▶ _MATERIAL FOR THE TASK_
###

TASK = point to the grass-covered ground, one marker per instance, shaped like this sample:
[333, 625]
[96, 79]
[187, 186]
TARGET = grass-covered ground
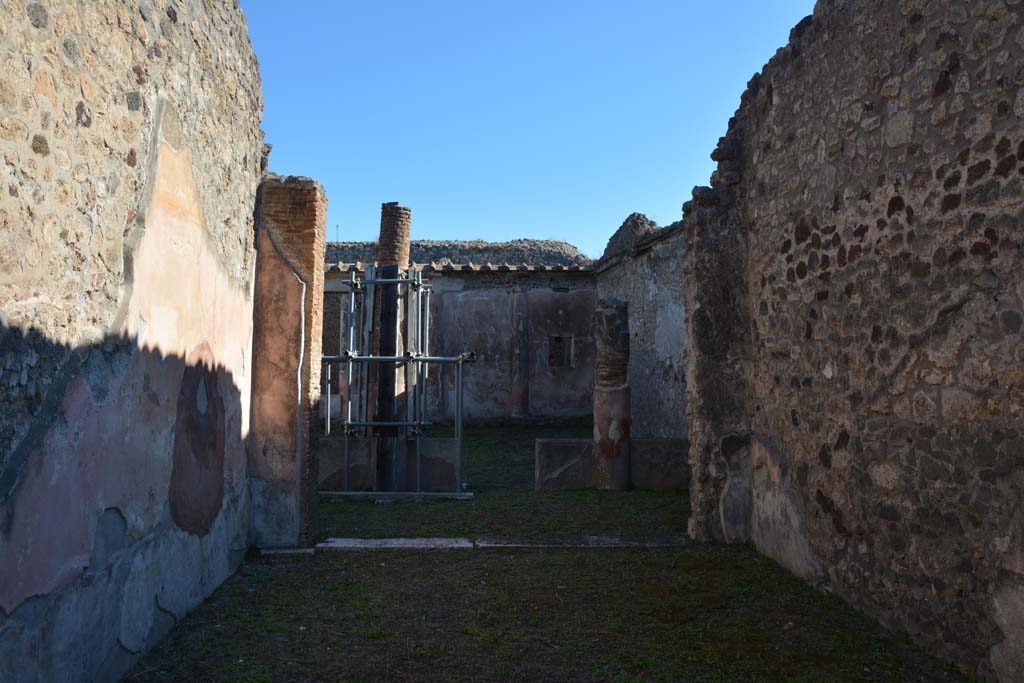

###

▶ _PROBLEM REQUIREMENTS_
Lay out the items above as a Markdown table with the columns "Row" and "Line", numbering each non-blank line in order and skipping blank lines. Leave the pictures out.

▶ _ANSWER FOR THE TASK_
| Row | Line |
|---|---|
| 1 | TASK = point to the grass-covered ground, one marker per instance, shaped like this sample: |
| 2 | [333, 625] |
| 3 | [96, 79] |
| 4 | [187, 186] |
| 5 | TARGET = grass-covered ground |